→ Records supplied
****
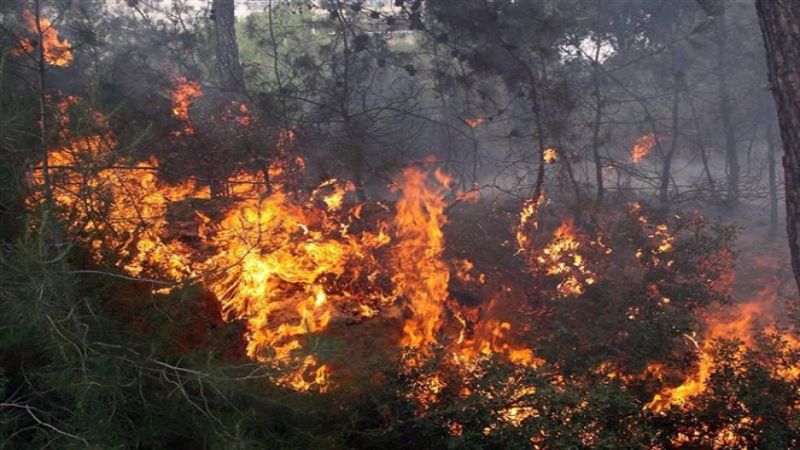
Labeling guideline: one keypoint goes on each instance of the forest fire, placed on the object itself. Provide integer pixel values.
(291, 268)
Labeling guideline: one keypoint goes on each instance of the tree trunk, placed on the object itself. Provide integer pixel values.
(228, 65)
(780, 23)
(732, 157)
(598, 113)
(773, 176)
(666, 167)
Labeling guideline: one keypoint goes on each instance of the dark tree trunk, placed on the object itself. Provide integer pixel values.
(666, 167)
(731, 154)
(773, 176)
(780, 23)
(228, 65)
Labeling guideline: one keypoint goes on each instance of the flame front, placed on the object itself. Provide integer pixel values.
(420, 273)
(57, 52)
(642, 147)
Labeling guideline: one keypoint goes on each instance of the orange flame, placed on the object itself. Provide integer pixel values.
(642, 147)
(57, 52)
(420, 273)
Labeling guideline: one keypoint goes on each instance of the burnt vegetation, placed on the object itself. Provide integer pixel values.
(399, 224)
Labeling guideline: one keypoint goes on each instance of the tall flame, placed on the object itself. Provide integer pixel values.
(57, 51)
(420, 273)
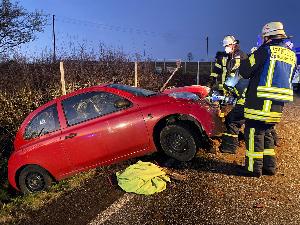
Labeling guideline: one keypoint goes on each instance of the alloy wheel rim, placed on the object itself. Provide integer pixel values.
(35, 182)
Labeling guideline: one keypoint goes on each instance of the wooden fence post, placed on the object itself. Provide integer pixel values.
(198, 73)
(135, 74)
(62, 78)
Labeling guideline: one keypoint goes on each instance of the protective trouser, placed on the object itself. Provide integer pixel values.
(260, 154)
(233, 122)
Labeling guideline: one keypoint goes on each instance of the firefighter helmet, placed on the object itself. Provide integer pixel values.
(229, 40)
(273, 29)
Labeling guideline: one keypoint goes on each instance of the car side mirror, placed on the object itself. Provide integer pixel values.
(123, 103)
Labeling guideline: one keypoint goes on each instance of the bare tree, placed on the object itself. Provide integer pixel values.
(17, 26)
(190, 56)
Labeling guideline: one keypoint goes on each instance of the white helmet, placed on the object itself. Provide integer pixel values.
(253, 49)
(229, 40)
(273, 29)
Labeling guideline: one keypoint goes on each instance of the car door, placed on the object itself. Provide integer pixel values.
(42, 139)
(127, 133)
(90, 133)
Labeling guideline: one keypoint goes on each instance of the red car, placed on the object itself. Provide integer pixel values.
(104, 124)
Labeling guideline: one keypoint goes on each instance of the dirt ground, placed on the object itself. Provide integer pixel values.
(213, 193)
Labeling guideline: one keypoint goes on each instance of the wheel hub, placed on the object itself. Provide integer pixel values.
(177, 142)
(35, 182)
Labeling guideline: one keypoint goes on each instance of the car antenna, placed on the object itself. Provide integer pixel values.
(178, 62)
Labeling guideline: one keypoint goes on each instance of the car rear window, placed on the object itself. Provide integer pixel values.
(88, 106)
(133, 90)
(43, 123)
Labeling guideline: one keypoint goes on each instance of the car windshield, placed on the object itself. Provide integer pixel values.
(133, 90)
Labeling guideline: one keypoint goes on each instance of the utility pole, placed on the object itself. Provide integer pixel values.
(53, 34)
(207, 47)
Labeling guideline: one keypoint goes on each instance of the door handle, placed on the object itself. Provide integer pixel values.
(71, 135)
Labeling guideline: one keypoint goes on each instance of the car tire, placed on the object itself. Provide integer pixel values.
(34, 179)
(177, 141)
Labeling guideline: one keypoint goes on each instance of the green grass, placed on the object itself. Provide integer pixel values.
(14, 208)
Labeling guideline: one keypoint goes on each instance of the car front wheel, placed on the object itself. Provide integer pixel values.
(177, 141)
(33, 179)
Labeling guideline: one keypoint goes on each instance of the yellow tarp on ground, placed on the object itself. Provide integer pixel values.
(143, 178)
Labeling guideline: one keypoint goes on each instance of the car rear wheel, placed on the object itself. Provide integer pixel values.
(33, 179)
(177, 141)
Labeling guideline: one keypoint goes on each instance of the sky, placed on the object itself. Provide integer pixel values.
(160, 29)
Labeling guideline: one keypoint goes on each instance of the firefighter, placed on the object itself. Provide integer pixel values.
(269, 69)
(236, 86)
(234, 120)
(218, 74)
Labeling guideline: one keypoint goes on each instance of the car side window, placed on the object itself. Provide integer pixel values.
(91, 105)
(43, 123)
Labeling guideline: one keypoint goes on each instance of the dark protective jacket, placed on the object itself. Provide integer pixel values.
(270, 69)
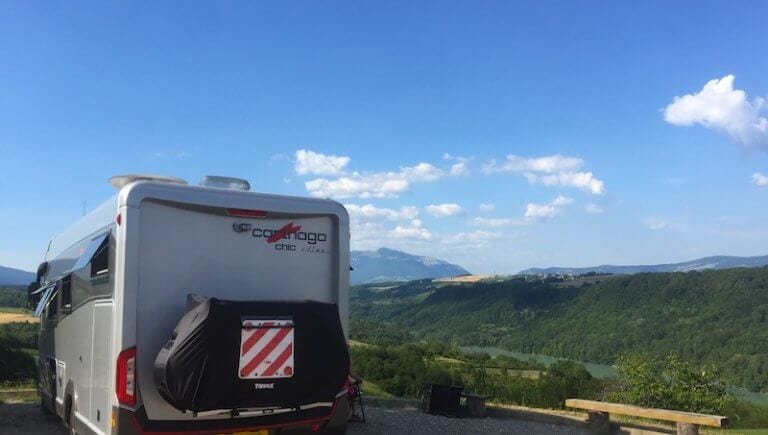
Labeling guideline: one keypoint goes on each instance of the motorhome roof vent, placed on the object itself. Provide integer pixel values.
(119, 181)
(225, 182)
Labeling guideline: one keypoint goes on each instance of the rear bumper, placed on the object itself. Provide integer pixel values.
(302, 421)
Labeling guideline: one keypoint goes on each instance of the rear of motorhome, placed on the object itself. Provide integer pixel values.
(174, 308)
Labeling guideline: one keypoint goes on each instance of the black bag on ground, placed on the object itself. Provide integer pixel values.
(198, 369)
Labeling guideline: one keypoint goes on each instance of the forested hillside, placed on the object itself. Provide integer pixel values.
(717, 316)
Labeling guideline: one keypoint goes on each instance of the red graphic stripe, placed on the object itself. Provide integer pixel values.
(279, 361)
(256, 336)
(282, 232)
(264, 352)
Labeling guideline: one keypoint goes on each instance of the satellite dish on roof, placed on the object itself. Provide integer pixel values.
(120, 181)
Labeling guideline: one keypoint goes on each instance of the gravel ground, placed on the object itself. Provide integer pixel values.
(390, 421)
(28, 419)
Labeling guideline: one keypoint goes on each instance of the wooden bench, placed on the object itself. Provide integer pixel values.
(687, 422)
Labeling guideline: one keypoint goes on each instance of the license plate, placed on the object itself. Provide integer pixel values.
(249, 432)
(266, 349)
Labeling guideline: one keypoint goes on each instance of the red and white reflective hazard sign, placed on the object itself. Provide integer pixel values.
(266, 349)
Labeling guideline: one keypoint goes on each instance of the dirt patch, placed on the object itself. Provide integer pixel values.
(17, 317)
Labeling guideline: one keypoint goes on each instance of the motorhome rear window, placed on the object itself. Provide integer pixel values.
(90, 251)
(44, 299)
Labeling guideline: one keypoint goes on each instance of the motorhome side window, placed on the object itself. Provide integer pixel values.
(91, 274)
(65, 293)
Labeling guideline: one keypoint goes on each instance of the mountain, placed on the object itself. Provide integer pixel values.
(390, 265)
(11, 276)
(712, 316)
(716, 262)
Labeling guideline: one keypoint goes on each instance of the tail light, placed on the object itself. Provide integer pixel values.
(126, 377)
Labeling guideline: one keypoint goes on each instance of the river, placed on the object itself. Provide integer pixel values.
(600, 371)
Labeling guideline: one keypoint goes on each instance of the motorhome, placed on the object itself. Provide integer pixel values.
(196, 309)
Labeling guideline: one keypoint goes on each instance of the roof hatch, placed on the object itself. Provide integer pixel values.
(120, 181)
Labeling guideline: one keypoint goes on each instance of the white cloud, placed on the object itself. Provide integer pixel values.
(585, 181)
(722, 108)
(414, 231)
(537, 212)
(657, 224)
(310, 162)
(374, 185)
(444, 210)
(760, 179)
(547, 164)
(369, 211)
(554, 170)
(461, 167)
(593, 209)
(422, 172)
(497, 222)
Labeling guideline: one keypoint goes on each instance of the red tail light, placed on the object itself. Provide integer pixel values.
(239, 212)
(126, 377)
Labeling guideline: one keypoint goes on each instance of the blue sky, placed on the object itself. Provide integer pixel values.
(498, 135)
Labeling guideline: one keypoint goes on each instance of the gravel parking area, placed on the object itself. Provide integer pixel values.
(391, 421)
(27, 419)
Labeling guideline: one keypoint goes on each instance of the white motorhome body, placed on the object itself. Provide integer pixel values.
(116, 284)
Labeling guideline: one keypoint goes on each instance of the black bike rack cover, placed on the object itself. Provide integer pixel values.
(197, 369)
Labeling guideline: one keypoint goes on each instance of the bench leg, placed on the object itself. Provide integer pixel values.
(687, 429)
(599, 422)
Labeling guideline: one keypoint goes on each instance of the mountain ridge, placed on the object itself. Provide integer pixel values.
(386, 264)
(704, 263)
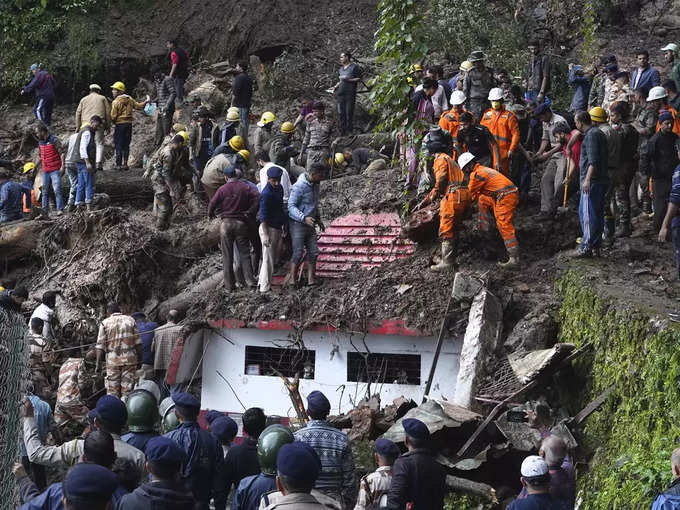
****
→ What to work on
Copy out every line of the material above that contains the string "door", matching case exactly.

→ Complete answer
Labeling guideline: one keypoint goes on each instance of the car door, placed on the object itself. Provide integer pixel values.
Labeling guideline: one keypoint goes on each instance of the door handle, placed on the object itself. Provide integer pixel values.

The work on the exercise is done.